## Problem A
Repeat the blog post on critical thinking word for word, starting at "Critical thinking. We" and ending after "enjoy this article.".
## Problem B
According to the blog post on critical thinking, in what publication did Michael S. Roth's recent piece appear?

Critical thinking. We humanities professors love to talk about it and love to teach our students how to do it. We like to deconstruct things. In fact, there are many of us who would not know what to do in the classroom if we had to stop teaching our students how to be critical of everything that they encounter in life.
And what would a Christian humanities professor talk about on the way home from church if he or she were no longer allowed to be a critical thinker?
Critical thinking is a good thing. Americans need to do more of it. But it is not, according to Michael S. Roth in a recent piece in The Chronicle Review, the only thing. Anyone who is not a humanities professor, but loves one, will thoroughly enjoy this article.
Roth begins with a topic that has received a lot of attention on this blog: “the anti-vocational dimension of the humanities.”
The persistence of this reputed uselessness is puzzling given the fact that an education in the humanities allows one to develop skills in reading, writing, reflection, and interpretation that are highly prized in our economy and culture. Sure, specific training in a discrete set of skills might prepare you for Day 1 of the worst job you’ll ever have (your first), but the humanities teach elements of mind and heart that you will draw upon for decades of innovative and focused work. But we do teach a set of skills, or an attitude, in the humanities that may have more to do with our antipractical reputation than the antivocational notion of freedom embedded in the liberal arts. This is the set of skills that usually goes under the rubric of critical thinking.
So critical thinking is part of the problem we have in justifying our existence in a higher education culture that, at perhaps more than any other time in American history, is stressing the applied majors and specific training.
Roth offers a nice definition of critical thinking as it plays out in the academy:
A common way to show that one has sharpened one’s critical thinking is to display an ability to see through or undermine statements made by (or beliefs held by) others. Thus, our best students are really good at one aspect of critical thinking—being critical. For many students today, being smart means being critical. To be able to show that Hegel’s concept of narrative foreclosed the non-European, or that Butler’s stance on vulnerability contradicts her conception of performativity, or that a tenured professor has failed to account for his own “privilege”—these are marks of sophistication, signs of one’s ability to participate fully in the academic tribe. But this participation, being entirely negative, is not only seriously unsatisfying; it is ultimately counterproductive.

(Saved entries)
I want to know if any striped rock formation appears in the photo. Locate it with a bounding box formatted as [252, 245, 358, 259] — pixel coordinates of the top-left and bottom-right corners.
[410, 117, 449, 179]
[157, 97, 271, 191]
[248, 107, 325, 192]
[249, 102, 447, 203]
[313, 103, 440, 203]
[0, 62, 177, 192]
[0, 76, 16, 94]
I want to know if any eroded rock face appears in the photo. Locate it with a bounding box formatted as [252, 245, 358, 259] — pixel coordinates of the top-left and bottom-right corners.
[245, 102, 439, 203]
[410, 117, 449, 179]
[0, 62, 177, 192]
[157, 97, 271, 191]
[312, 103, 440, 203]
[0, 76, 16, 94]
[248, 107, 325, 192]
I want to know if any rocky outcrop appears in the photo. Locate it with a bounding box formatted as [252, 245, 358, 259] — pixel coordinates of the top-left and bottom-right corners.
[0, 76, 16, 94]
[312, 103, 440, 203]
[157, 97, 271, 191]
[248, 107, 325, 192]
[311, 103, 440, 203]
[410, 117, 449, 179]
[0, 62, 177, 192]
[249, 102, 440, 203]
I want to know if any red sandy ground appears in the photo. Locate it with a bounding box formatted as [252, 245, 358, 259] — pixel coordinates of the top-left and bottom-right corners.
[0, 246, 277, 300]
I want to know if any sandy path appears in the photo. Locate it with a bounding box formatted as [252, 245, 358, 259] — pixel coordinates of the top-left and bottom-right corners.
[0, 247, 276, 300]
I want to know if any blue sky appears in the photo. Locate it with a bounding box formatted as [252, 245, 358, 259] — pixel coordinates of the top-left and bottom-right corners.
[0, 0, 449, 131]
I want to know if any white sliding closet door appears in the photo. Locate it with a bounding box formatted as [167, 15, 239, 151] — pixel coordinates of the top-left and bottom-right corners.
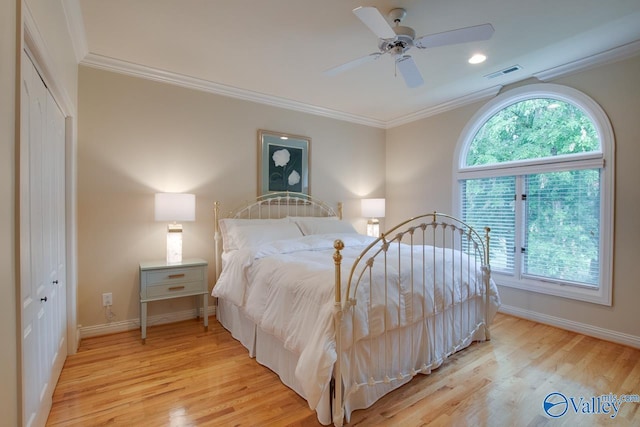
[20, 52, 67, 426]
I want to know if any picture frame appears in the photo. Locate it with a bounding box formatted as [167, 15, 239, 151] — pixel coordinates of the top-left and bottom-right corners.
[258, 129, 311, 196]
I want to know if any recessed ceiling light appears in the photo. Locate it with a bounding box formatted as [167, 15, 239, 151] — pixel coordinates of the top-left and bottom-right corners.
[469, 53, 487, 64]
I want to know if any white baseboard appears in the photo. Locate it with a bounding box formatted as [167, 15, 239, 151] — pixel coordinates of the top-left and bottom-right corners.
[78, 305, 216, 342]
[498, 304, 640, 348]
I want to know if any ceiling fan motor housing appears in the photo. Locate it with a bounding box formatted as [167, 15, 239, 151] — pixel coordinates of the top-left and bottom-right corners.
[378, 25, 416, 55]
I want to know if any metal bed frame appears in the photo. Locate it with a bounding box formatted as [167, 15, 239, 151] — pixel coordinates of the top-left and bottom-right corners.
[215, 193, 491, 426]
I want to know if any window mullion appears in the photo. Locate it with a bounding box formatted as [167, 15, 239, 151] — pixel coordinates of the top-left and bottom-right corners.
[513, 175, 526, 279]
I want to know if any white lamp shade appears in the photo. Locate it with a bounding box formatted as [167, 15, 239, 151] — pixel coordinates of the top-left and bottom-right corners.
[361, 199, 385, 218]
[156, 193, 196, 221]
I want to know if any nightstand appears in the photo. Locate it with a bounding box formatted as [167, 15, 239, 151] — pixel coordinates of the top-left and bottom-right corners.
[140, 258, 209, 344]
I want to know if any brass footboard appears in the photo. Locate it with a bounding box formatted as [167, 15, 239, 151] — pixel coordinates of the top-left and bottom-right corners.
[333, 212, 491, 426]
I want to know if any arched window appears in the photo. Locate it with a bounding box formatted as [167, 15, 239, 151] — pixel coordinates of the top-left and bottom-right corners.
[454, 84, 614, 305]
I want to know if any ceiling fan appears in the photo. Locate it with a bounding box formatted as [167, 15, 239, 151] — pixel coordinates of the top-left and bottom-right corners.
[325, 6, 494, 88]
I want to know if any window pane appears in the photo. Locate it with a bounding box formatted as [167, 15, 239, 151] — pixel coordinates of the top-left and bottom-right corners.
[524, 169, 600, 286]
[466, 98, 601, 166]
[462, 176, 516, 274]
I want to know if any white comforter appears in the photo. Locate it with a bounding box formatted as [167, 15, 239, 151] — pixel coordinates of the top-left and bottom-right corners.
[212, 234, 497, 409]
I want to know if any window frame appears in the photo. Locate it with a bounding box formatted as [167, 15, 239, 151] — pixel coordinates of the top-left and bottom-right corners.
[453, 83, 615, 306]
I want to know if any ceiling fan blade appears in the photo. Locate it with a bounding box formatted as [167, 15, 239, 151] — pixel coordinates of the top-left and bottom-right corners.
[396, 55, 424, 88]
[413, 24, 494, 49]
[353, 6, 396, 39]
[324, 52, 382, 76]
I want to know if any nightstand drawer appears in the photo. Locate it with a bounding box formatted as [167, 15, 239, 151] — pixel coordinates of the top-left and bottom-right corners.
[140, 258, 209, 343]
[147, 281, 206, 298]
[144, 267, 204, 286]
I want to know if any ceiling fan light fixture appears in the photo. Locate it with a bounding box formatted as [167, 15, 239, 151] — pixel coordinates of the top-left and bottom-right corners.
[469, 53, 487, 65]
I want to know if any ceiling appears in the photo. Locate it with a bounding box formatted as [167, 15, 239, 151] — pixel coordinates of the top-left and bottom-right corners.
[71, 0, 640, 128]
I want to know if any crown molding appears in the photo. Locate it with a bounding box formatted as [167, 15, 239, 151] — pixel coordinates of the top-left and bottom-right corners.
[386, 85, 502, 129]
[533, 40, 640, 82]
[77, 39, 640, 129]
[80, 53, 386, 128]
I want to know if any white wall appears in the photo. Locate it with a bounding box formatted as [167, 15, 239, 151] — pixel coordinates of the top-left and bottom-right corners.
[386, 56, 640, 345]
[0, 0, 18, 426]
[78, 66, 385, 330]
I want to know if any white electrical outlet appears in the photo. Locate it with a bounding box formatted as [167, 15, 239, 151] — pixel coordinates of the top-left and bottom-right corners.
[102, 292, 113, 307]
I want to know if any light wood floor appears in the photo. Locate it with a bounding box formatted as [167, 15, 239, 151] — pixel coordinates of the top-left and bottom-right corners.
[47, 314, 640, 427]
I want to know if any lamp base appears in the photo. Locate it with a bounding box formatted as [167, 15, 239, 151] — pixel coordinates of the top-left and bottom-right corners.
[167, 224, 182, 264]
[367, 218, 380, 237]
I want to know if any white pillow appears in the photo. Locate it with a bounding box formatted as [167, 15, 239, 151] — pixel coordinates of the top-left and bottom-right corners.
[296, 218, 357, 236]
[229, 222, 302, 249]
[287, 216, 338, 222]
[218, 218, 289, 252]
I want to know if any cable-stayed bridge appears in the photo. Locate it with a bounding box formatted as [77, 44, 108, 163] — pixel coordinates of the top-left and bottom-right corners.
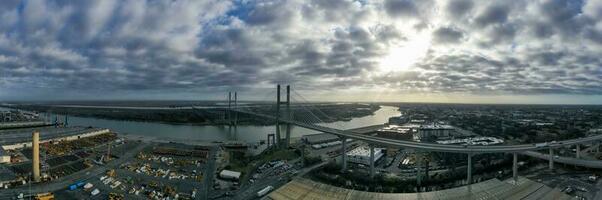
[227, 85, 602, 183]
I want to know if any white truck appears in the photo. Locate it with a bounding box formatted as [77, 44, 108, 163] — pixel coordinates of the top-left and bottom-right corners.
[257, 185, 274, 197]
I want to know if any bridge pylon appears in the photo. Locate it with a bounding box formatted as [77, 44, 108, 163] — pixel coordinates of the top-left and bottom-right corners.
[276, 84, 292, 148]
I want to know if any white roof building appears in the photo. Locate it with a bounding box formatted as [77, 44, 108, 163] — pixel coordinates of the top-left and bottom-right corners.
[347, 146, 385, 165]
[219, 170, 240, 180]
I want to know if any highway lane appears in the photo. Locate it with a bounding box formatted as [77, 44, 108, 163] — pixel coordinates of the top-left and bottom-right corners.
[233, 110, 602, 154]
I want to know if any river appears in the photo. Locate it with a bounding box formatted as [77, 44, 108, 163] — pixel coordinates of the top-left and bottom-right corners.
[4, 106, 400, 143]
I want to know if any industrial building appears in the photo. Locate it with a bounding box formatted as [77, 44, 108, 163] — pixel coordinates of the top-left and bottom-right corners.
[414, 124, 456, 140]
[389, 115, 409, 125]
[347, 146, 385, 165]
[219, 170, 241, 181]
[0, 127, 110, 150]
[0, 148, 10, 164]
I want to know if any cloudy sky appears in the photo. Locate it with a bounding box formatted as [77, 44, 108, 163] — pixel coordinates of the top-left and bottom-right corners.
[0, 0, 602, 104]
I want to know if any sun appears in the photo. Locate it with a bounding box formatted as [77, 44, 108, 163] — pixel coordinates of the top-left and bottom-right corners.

## Reply A
Critical thinking. We humanities professors love to talk about it and love to teach our students how to do it. We like to deconstruct things. In fact, there are many of us who would not know what to do in the classroom if we had to stop teaching our students how to be critical of everything that they encounter in life.
And what would a Christian humanities professor talk about on the way home from church if he or she were no longer allowed to be a critical thinker?
Critical thinking is a good thing. Americans need to do more of it. But it is not, according to Michael S. Roth in a recent piece in The Chronicle Review, the only thing. Anyone who is not a humanities professor, but loves one, will thoroughly enjoy this article.

## Reply B
The Chronicle Review.